PAGE EXTRACT section start

The spectra were collected from the wood sawdust at a temperature of 23 ± 2 °C and a relative humidity of 60 %, with 45 repetitions for each species for a total of 135 spectra. To obtain the spectra in VIS light, a Konica Minolta CM-5 spectrophotometer (Konica Minolta, Ramsey, USA) coupled to a computer with an adjustment for the D65 light source and a 10º observation angle was used. The data were collected in reflectance mode, with a spectral range of 400-750 nm.

NIR spectroscopy was performed using a Bruker Tensor 37 spectrometer (Bruker Optics, Ettlingen, Germany) equipped with an integrating sphere and operating in reflectance mode. The spectra were obtained at 64 scans with a resolution of 4 cm^-1 and a spectral range of 10000-4000 cm^-1 using the Opus program version 6.5 (Bruker Optics, Ettlingen, Germany).

Spectral analyses

The obtained data were processed using the chemometric program Unscrambler 10.1(AspenTech, Bedford, United States). Principal component analysis (PCA) was used to analyze the score and loading graphs to verify the differences between species based on the nonlinear iterative partial least squares (NIPALS) algorithm and cross validation with centered data. For the PCA through the NIR spectra, light scattering correction (MSC) was used, together with the first derivative of the Savitzky-Golay using 6 points and a second-order polynomial for the smoothing. The PCA through the VIS spectra used only MSC correction. For the NIR spectra, three principal components were applied to explain the variation in the data, while two were utilized for the VIS spectra.

The samples were randomly divided, with 75 % of the spectra were used for calibration and 25 % were used for external prediction. Spectral analysis was based on ASTM E1655-17 (2017).

Partial least squares regression (PLS-R) was applied to generate models for predicting the energy properties. The absorbance spectra acquired from the samples was correlated with the values found in the laboratory tests by PLS regression. The samples were randomly divided using the same allocation as above. The spectral analysis was based on ASTM E1655-17 (2017). The models were built using the cross-validation method, with data centered on the mean and the NIPALS algorithm. The models were generated from the pre-treated spectra using MSC.

For the NIR spectra, three latent variables were used for the models of VMC, FCC, and AC, and two for the HHV. In the PLS-R models through the VIS spectra, two latent variables were used for all the analyzed properties.

PAGE EXTRACT section end
DATA FOR ANALYSIS section start

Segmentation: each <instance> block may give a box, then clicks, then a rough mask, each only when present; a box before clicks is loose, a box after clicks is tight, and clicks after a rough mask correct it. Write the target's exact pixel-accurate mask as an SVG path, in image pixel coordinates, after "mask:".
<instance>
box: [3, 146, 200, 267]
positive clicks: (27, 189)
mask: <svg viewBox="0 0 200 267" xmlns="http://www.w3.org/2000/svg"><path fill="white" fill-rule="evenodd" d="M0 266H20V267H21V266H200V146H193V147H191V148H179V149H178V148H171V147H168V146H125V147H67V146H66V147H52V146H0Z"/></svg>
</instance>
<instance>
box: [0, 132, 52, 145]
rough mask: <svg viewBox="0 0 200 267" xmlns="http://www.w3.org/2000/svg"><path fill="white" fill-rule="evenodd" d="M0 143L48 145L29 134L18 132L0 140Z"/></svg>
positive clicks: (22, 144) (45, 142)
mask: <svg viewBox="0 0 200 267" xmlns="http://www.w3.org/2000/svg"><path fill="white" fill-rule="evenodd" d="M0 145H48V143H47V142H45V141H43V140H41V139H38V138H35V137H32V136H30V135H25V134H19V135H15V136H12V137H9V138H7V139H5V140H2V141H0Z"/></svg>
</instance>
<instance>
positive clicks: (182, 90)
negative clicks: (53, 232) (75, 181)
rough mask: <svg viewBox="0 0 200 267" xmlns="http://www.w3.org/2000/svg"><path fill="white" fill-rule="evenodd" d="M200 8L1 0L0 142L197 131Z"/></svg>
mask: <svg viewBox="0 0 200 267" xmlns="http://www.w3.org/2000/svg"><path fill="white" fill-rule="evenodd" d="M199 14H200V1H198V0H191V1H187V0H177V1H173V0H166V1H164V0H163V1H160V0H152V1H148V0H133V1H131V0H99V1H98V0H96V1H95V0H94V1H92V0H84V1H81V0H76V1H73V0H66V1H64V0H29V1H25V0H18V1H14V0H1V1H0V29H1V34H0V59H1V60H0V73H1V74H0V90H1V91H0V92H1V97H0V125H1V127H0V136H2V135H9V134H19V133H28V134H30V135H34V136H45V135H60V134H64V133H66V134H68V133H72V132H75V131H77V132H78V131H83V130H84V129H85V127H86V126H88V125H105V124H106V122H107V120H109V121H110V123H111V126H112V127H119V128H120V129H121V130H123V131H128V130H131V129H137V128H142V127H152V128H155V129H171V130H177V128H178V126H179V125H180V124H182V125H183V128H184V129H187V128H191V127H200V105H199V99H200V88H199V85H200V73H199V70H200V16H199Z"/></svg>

DATA FOR ANALYSIS section end

THE TASK: Carry on the passage on wood spectroscopy, starting after its last sentence. The entries come from a separate source with no connection to the passage on wood spectroscopy.

ANSWER FOR THIS EXERCISE:
The best prediction models were selected based on the following criteria: standard error of calibration (SEC), square error of validation (SEV), correlation of validation (R²), and calibration, ratio of prediction deviation (RPD). The RPD represents the ratio between the standard deviation of the property values analyzed by the conventional method (SD) and the standard error of validation (SEV), obtained through the calibration models. This value allows the comparison between calibrations for different variables, since it enables the standardization of the standard error of the prediction (Williams and Sobering 1993).

Results and discussion

Wood energy properties

For energy production, a biomass with a high FCC and low VMC and AC values is required, as these conditions provide higher HHV per unit mass and greater thermal stability. Therefore, the HHV is positively proportional to the FCC and negatively proportional to the VMC and AC (McKendry 2002). The studied species presented the typical energetic properties for wood previously reported, but with clear distinctions (Table 1). The wood of Eucalyptus benthamii is considered the most promising for energetic purposes, because it has the highest HHV and FCC, and the lowest VMC, despite a higher AC. The wood of Eucalyptus dunnii presented lower HHV and FCC values, a higher VMC, and an AC that was statistically as high as that of Eucalyptus benthamii. Finally, the wood of Eucalyptus saligna presented intermediate energetic properties to the two other species.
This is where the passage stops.